━━━━━ Fragmento del documento ━━━━━
Introducción a la serie de reflexiones

¿Por qué Jesús fue crucificado? ¿Cuáles son las implicaciones para el significado que la cruz de Jesús tiene hoy para nosotros? Ahora que se acerca la Semana Santa, intentamos seguir los pasos de Jesús mientras recorre el camino de Jericó a Jerusalén, el último tramo de su viaje, un viaje que terminará con su muerte unos días más tarde.

La siguiente serie de reflexiones analiza diversas paradas en el último viaje de Jesús. Empezamos con su experiencia en Jericó, pues es allí donde deberá tomar sus primeras decisiones difíciles y trascendentales.
━━━━━
▸ **Tareas a realizar**:
(1) Enumera todos los nombres propios distintos que aparecen en el fragmento, sin contar el título.
(2) Responde según el fragmento:
(a) ¿Qué celebración se acerca?
(b) ¿Entre qué dos lugares está el camino que recorre Jesús?
(c) ¿Con qué experiencia de Jesús empieza la serie de reflexiones?
Los ítems son material aparte y no tienen relación con el fragmento.
━━━━━ Lista de ítems ━━━━━
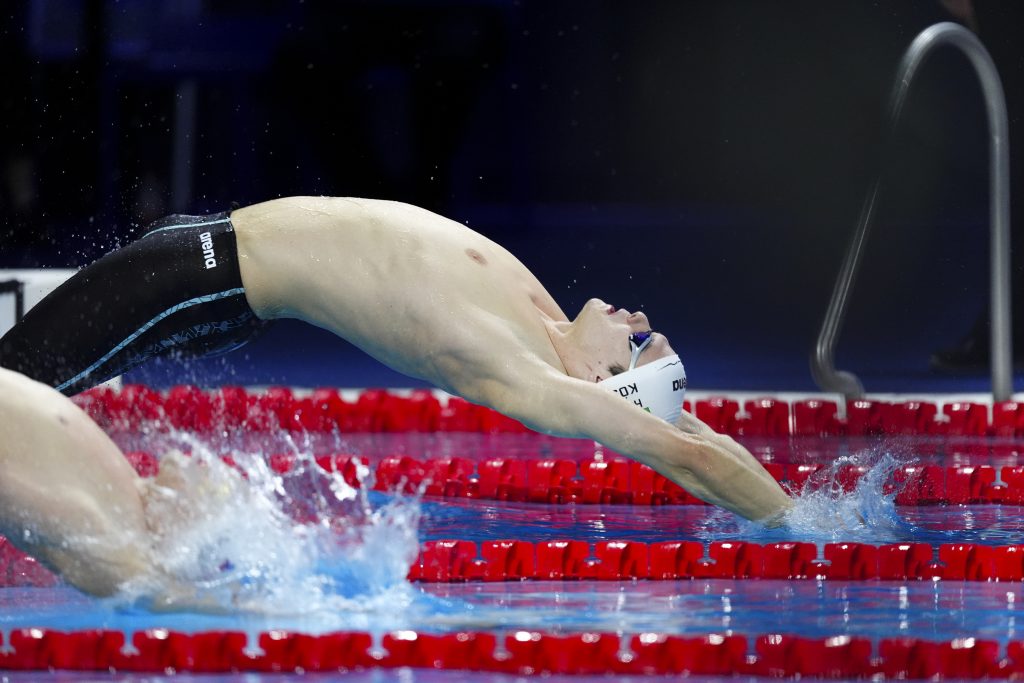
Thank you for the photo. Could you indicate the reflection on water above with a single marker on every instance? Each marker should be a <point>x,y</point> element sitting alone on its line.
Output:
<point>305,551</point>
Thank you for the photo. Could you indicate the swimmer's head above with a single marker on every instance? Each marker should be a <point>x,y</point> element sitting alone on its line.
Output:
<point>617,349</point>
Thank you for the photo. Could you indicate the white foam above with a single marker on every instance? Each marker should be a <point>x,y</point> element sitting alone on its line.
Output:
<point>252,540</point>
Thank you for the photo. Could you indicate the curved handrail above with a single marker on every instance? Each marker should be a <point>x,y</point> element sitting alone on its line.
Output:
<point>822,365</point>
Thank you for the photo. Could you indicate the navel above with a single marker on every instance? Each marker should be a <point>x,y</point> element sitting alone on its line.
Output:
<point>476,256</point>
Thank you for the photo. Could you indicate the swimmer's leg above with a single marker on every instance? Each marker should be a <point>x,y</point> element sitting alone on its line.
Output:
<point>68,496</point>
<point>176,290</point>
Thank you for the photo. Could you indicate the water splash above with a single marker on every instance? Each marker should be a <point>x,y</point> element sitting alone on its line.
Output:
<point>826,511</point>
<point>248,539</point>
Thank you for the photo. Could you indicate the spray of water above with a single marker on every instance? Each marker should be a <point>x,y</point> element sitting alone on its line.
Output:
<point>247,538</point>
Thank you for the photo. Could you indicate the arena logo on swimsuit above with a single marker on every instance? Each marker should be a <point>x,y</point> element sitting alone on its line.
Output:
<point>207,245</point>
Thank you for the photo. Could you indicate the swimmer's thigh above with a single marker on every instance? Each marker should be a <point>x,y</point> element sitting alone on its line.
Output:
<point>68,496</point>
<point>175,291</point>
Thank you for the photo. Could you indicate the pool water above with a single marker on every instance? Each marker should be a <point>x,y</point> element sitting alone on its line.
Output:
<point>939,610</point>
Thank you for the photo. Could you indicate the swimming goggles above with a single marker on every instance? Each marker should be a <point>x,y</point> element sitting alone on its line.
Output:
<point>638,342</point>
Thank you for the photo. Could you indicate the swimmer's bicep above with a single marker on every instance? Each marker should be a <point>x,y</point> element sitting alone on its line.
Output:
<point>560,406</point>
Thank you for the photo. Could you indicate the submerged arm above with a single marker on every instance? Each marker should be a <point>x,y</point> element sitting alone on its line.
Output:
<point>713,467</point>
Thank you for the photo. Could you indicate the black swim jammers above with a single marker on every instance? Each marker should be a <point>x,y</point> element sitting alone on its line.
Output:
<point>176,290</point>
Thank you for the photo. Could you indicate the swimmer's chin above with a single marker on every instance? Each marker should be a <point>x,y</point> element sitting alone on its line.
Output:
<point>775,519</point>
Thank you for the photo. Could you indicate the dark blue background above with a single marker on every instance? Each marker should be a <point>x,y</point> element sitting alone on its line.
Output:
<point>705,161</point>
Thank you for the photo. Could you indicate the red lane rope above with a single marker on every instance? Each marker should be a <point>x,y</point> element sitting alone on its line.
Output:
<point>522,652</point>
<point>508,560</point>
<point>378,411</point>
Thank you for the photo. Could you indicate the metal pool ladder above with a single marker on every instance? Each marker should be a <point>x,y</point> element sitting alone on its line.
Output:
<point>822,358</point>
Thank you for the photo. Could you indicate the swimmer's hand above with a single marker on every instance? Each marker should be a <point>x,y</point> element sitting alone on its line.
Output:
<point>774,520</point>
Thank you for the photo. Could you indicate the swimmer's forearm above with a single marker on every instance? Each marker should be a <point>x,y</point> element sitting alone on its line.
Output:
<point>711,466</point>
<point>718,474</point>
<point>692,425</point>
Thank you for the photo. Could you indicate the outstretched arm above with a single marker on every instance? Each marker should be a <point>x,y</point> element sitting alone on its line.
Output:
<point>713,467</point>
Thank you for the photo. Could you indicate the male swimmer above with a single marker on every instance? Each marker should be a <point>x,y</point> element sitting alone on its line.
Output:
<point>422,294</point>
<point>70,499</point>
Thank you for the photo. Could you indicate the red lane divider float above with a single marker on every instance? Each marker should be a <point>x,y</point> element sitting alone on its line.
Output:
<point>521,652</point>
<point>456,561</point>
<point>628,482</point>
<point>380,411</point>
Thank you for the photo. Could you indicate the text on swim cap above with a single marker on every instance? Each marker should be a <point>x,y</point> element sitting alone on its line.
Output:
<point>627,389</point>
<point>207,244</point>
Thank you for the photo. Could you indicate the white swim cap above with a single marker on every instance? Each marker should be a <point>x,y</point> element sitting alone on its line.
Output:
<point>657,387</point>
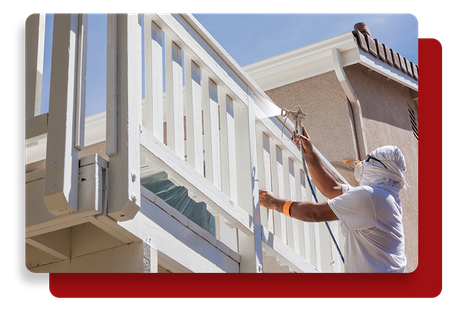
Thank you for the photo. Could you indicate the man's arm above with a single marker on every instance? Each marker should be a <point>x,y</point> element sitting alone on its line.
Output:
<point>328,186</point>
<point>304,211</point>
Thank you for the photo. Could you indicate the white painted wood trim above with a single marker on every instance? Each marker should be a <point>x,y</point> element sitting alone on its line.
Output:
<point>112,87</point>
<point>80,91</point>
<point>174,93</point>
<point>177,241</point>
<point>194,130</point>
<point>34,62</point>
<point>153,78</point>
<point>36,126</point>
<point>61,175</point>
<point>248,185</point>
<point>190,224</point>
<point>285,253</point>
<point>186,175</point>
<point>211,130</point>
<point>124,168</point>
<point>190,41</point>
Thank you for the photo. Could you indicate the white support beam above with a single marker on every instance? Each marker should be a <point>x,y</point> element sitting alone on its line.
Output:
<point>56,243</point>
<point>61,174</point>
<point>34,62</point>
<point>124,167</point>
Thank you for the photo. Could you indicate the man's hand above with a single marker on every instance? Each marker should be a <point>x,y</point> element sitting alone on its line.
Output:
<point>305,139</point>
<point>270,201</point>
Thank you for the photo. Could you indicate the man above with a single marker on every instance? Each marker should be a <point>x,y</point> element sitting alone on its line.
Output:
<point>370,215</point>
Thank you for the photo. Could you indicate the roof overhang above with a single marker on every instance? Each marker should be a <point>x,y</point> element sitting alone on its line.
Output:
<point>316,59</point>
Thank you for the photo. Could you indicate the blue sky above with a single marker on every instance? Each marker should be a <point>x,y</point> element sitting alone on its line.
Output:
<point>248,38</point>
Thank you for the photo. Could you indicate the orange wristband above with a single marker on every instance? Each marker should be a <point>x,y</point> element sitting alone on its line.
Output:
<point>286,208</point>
━━━━━
━━━━━ Lista de ítems ━━━━━
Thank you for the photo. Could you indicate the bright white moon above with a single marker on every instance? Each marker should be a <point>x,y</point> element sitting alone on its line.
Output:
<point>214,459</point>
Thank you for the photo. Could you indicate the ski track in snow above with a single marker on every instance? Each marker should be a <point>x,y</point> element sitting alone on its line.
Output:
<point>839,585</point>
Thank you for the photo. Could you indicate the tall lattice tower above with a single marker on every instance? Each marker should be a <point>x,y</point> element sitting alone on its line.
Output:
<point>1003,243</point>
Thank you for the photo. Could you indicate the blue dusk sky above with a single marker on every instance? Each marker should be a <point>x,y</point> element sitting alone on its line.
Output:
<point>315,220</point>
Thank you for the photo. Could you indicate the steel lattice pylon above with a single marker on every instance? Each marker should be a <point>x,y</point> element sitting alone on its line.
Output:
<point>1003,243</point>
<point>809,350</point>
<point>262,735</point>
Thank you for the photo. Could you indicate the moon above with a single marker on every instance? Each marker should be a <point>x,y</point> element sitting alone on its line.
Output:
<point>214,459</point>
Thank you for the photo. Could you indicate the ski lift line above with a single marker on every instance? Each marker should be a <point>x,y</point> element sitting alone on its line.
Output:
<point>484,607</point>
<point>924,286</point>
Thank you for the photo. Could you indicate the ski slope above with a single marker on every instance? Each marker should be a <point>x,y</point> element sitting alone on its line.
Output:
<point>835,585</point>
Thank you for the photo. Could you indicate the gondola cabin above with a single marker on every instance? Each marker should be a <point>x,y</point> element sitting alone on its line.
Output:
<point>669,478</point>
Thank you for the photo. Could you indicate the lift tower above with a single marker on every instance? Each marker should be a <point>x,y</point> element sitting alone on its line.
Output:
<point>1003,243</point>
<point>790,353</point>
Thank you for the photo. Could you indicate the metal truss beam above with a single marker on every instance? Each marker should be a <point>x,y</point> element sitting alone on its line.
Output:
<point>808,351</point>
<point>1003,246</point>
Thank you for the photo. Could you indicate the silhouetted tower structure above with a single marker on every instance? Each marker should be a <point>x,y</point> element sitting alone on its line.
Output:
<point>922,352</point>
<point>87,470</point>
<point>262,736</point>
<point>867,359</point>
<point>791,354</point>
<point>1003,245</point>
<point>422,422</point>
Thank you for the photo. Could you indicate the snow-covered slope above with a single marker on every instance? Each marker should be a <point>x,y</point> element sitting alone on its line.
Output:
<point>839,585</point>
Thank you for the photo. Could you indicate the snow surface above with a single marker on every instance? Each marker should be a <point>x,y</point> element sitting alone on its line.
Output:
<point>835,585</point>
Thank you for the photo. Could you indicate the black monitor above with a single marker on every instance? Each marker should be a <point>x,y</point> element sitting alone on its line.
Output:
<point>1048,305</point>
━━━━━
▸ **Respuestas por tarea**:
(1) Jesús, Semana Santa, Jericó, Jerusalén

(2)
(a) La Semana Santa.
(b) Entre Jericó y Jerusalén.
(c) Con su experiencia en Jericó.